BEGIN RECORDS FOR THE EXERCISE
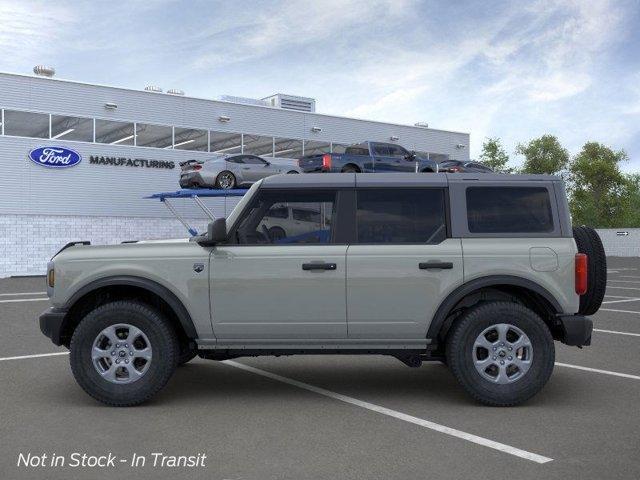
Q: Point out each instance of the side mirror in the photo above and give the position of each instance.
(217, 231)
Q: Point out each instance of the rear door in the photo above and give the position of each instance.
(402, 264)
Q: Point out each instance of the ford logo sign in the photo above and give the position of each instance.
(55, 157)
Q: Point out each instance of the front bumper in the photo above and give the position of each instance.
(575, 330)
(51, 323)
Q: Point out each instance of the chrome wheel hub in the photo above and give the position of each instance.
(121, 353)
(502, 353)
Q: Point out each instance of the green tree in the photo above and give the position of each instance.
(543, 155)
(494, 155)
(600, 192)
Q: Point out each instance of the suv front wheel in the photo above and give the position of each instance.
(123, 353)
(502, 353)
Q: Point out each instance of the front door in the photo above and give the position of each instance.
(281, 278)
(402, 265)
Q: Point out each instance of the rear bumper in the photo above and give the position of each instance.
(576, 330)
(51, 322)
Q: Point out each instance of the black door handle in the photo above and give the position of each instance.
(435, 265)
(319, 266)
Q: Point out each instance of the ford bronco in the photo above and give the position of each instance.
(479, 271)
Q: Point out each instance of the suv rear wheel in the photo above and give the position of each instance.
(502, 353)
(123, 353)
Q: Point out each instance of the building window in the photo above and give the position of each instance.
(114, 133)
(190, 139)
(224, 142)
(157, 136)
(72, 128)
(287, 148)
(312, 147)
(26, 124)
(258, 145)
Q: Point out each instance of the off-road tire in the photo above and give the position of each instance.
(164, 346)
(589, 243)
(459, 351)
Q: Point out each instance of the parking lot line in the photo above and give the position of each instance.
(21, 293)
(619, 311)
(16, 300)
(622, 288)
(24, 357)
(485, 442)
(595, 370)
(624, 300)
(617, 333)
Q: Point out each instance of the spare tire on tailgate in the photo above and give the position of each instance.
(589, 243)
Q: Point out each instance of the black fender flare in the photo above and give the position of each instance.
(150, 285)
(467, 288)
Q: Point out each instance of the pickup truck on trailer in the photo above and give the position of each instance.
(368, 157)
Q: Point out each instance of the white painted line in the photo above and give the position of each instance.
(622, 288)
(21, 293)
(23, 357)
(595, 370)
(25, 300)
(395, 414)
(619, 311)
(620, 301)
(617, 333)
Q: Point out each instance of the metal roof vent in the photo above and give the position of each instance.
(292, 102)
(44, 71)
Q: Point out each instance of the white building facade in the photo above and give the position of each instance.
(129, 144)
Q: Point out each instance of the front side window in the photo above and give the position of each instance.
(509, 210)
(401, 216)
(26, 124)
(267, 220)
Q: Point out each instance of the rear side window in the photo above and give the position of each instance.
(401, 216)
(509, 210)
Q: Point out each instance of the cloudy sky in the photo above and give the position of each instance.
(514, 70)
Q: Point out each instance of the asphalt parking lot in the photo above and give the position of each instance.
(333, 417)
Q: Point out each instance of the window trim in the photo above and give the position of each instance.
(447, 215)
(338, 214)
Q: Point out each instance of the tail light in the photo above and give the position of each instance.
(581, 273)
(326, 162)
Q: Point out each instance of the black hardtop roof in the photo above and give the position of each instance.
(344, 180)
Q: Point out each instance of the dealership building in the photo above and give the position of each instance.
(128, 144)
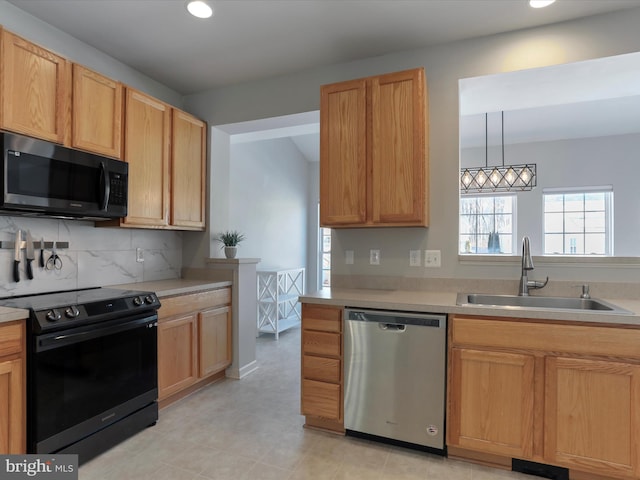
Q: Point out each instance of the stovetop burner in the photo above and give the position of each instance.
(66, 309)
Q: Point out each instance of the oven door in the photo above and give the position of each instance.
(84, 379)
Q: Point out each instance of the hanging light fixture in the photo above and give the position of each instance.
(501, 178)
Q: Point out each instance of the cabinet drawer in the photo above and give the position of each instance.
(194, 302)
(321, 399)
(320, 343)
(571, 338)
(326, 319)
(11, 338)
(321, 368)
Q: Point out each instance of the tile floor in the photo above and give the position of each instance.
(251, 429)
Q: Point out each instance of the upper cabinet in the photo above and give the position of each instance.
(35, 89)
(374, 152)
(96, 113)
(146, 150)
(165, 149)
(188, 147)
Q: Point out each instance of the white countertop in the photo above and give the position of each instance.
(175, 286)
(445, 302)
(162, 288)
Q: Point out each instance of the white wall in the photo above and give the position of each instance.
(592, 37)
(268, 184)
(96, 256)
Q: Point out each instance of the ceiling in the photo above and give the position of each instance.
(252, 39)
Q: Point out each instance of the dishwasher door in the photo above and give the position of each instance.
(395, 364)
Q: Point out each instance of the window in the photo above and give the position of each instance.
(487, 224)
(578, 222)
(325, 254)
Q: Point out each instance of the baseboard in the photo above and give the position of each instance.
(242, 371)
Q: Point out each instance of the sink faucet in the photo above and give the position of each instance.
(527, 264)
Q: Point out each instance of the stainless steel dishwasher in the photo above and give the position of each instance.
(395, 364)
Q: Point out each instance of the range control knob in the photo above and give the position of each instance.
(53, 315)
(71, 312)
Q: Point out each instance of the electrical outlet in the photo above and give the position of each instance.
(432, 259)
(348, 257)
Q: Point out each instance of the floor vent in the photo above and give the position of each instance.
(539, 469)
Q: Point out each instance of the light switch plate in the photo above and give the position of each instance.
(432, 259)
(348, 257)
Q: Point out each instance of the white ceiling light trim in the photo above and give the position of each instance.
(199, 8)
(540, 3)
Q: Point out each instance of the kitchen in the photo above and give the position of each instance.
(577, 40)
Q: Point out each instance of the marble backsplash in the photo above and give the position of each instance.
(97, 256)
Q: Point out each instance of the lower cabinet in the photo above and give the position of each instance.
(194, 341)
(494, 412)
(12, 388)
(322, 380)
(556, 393)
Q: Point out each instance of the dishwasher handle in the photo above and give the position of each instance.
(396, 318)
(392, 327)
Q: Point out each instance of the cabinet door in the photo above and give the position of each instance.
(343, 153)
(177, 354)
(214, 328)
(188, 168)
(96, 113)
(399, 165)
(592, 421)
(35, 90)
(12, 420)
(491, 402)
(147, 133)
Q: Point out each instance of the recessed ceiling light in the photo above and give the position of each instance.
(540, 3)
(199, 8)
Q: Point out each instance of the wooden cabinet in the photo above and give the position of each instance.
(373, 151)
(12, 388)
(177, 354)
(563, 394)
(96, 113)
(188, 189)
(214, 340)
(35, 90)
(494, 407)
(146, 150)
(592, 420)
(194, 341)
(322, 382)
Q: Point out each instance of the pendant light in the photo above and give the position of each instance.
(501, 178)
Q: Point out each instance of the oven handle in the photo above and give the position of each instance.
(61, 339)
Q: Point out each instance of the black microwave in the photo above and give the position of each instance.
(44, 178)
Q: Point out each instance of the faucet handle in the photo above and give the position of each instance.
(585, 290)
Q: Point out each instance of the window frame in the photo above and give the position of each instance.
(607, 190)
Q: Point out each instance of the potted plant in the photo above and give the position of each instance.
(230, 240)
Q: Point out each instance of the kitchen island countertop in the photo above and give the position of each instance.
(445, 302)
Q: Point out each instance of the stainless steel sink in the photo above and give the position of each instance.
(556, 303)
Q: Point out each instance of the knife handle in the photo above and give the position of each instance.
(16, 270)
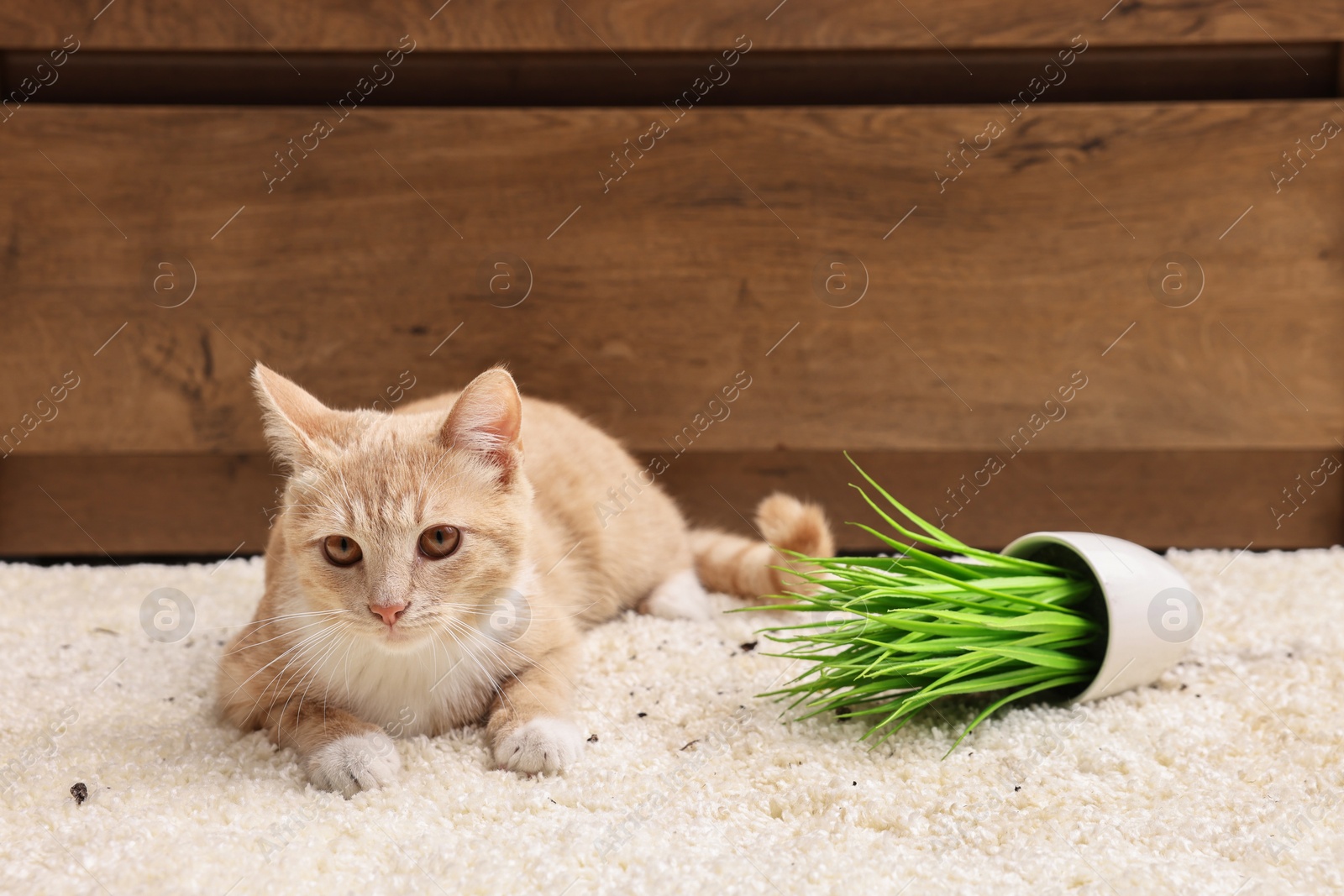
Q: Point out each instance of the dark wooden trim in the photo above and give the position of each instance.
END RECORDS FOR THE EXERCISE
▶ [WHAT THIS TASK INVOLVES]:
Could you print all the entries exactly as they stand, with the pictures left out?

▶ [OUTPUT OF THE EXERCISE]:
Q: Point out each instance of the side mirror in the photo above and give the position of each instance.
(217, 231)
Q: Point out each instance of the rear door in the photo above and give the position of each instance.
(402, 264)
Q: Point out each instance of the ford logo sign in the photo above and give the position of each instance.
(55, 157)
Q: Point out each instance of the front bumper in the photo above and give the position of each instance.
(575, 330)
(51, 323)
Q: Point out each instance of the chrome wheel hub in the photo above and give the position of each instance.
(121, 353)
(502, 353)
Q: Point out each instance of the green tree in the photo above and give the position of each instance.
(543, 155)
(494, 155)
(600, 192)
Q: Point out each instance of the suv front wheel in the photo above and give the position of each instance.
(123, 353)
(502, 353)
Q: Point out each instance of the front door in the photo above and give the position of each instance.
(281, 278)
(402, 265)
Q: Point out each instance of the rear bumper in the photo above and give the position of each instance.
(576, 330)
(51, 322)
Q: Point out each instance of the black door handle in the photo above and give the position of each instance.
(435, 265)
(319, 266)
Q: Point out each instance of the ford bronco in the photo above and give the position of each instance.
(479, 271)
Q: Point out each instance of the suv rear wheel in the photo above and give the position of each instance.
(502, 353)
(123, 353)
Q: Point out each instance of the building window in the photo above and give the position of each instance.
(114, 133)
(190, 139)
(224, 142)
(157, 136)
(72, 128)
(287, 148)
(312, 147)
(26, 124)
(258, 145)
Q: Point out each instance of the off-road tire in the photo above and give the position of each instance.
(164, 346)
(589, 243)
(459, 351)
Q: Point out each instance of the parking lot line in the photo above and give the position of each instance.
(21, 293)
(619, 311)
(16, 300)
(622, 288)
(24, 357)
(485, 442)
(595, 370)
(624, 300)
(617, 333)
Q: Point out each instance of the spare tire on tailgate in the photo above and give the position of each instance.
(589, 243)
Q: Point out each instance of the black fender flare in the photo above and give the position of each instance.
(150, 285)
(467, 288)
Q: Point out each instance of the pickup truck on trailer in the photo above and give the position of each instance.
(368, 157)
Q: Point out each instance of the white painted line in the photo above and give the position of each instance.
(622, 288)
(21, 293)
(23, 357)
(595, 370)
(25, 300)
(395, 414)
(619, 311)
(620, 301)
(617, 333)
Q: Point out each instance of the metal roof vent in the photo above and give the position of each instance.
(292, 102)
(44, 71)
Q: Point out each instance of the white building facade in the photo above and give the position of each instance.
(129, 144)
Q: Point out each instance of the front side window in the photo above and give the position of each instance.
(509, 210)
(401, 216)
(26, 124)
(267, 220)
Q: Point out each instance of the rear side window in the photo above and give the position of each instance.
(401, 216)
(509, 210)
Q: Point out each instance of the cloudy sky in the photo above and give the position of each instance.
(514, 70)
Q: Point out each instance of the asphalt parking lot in the photo above and give the position of each instance.
(333, 417)
Q: Point out each instance of the window trim in the photo above and give the position of each instance.
(447, 215)
(338, 214)
Q: Point out each instance of the tail light in the photo above and give the position of each instance.
(581, 273)
(326, 162)
Q: Point out each instance of the black hardtop roof in the photo above and give the position of each instance.
(344, 180)
Q: Point out each instance of the dealership building in the photo above and give the position of each instance.
(128, 144)
Q: Point out each instance of the stovetop burner in the photo above and give the position of each instance.
(66, 309)
Q: Point out each instance of the oven door in the photo above and give the position of each instance.
(84, 379)
Q: Point out each instance of the hanging light fixture in the photo above and give the position of each instance.
(501, 178)
Q: Point out each instance of the cabinet drawer in the photo above and give the position of each instance.
(194, 302)
(321, 399)
(320, 343)
(571, 338)
(326, 319)
(11, 338)
(321, 368)
Q: Point out each instance of the tile floor in the photo above and give the position of each instance.
(251, 429)
Q: Point out each instance of the upper cabinet in the photo above and give the position of each instance.
(35, 89)
(374, 152)
(96, 113)
(146, 150)
(165, 149)
(188, 147)
Q: Point out each instance of the white countertop in the photo above and give the position of each instance.
(175, 286)
(445, 302)
(162, 288)
Q: Point out each instance of the white wall in the photo above and give the position of each instance.
(592, 37)
(268, 184)
(96, 256)
Q: Point out each instance of the ceiling in the photo above and give the position of each instance.
(252, 39)
Q: Point out each instance of the dishwasher door in the photo above and give the position of each instance.
(395, 364)
Q: Point out each instance of the window in the photo above and give the position of each instance.
(487, 224)
(578, 222)
(325, 254)
Q: Point out each instance of the baseboard in the photo above and give the position of each instance.
(242, 371)
Q: Point out each instance of the sink faucet in the photo above and give the position of each instance.
(527, 264)
Q: Point out each instance of the stainless steel dishwasher in the photo above and give the position of each instance.
(395, 364)
Q: Point out each instance of the range control knob in the photo above and give the position of each instance.
(53, 315)
(71, 312)
Q: Point out each instance of the electrical outlet in the photo above and give the position of each instance.
(432, 259)
(348, 257)
Q: Point out each instance of the floor vent in the photo above and give the position of each instance.
(539, 469)
Q: Point out each instance of the light switch plate in the photo above and give the position of each instance.
(432, 259)
(348, 257)
Q: Point out each instance of the white ceiling light trim in the photo above and give the position of each instance.
(199, 8)
(540, 3)
Q: Point out each instance of the kitchen in the photo above and give the position of each instance.
(577, 40)
Q: Point out each instance of the marble backsplash in the photo above and give the position of each instance.
(97, 256)
Q: Point out each instance of the lower cabinet in the photo above and give the position of each instance.
(194, 341)
(494, 412)
(12, 388)
(322, 380)
(556, 393)
Q: Point out each instance of the dishwasher handle in the photo above and give the position of each instance.
(396, 318)
(392, 327)
Q: Point out each instance of the cabinet door in the photo above and give the position of each instance.
(343, 153)
(177, 354)
(214, 328)
(188, 168)
(96, 113)
(399, 165)
(592, 421)
(35, 90)
(12, 420)
(491, 402)
(147, 133)
Q: Point out each instance of the recessed ceiling light in the photo above and give the position of each instance.
(540, 3)
(199, 8)
Q: Point out each instance of the wooden cabinet in the photo above and give the position of each instance.
(373, 151)
(12, 388)
(177, 354)
(563, 394)
(96, 113)
(188, 189)
(214, 340)
(35, 90)
(494, 407)
(146, 150)
(592, 420)
(194, 341)
(322, 382)
Q: Point out each instance of the pendant light in the photo above and give the position of each instance.
(501, 178)
Q: Point out each instance of the oven handle in the photo above and give the position of each instance.
(61, 339)
Q: Point out each instance of the black microwave in the photo above and give the position of each instance.
(44, 178)
Q: Point out each instance of the faucet handle in the photo above and give the position of each instance.
(585, 290)
Q: Point out each instance of the window frame in the photo above and give the position of each instance.
(607, 190)
Q: Point out each instance of the potted plant in the photo above and give the position of each instance.
(230, 240)
Q: Point out each instance of the kitchen island countertop in the photo above and give the position of each instance.
(445, 302)
Q: Point out each instance of the stainless steel sink in the photo above and give the position of each instance.
(556, 303)
Q: Point out each instance of the knife handle in the photo above and give the position of each instance.
(16, 270)
Q: Point out each instance of the dark wooden trim in the photo above and give the position of each instance.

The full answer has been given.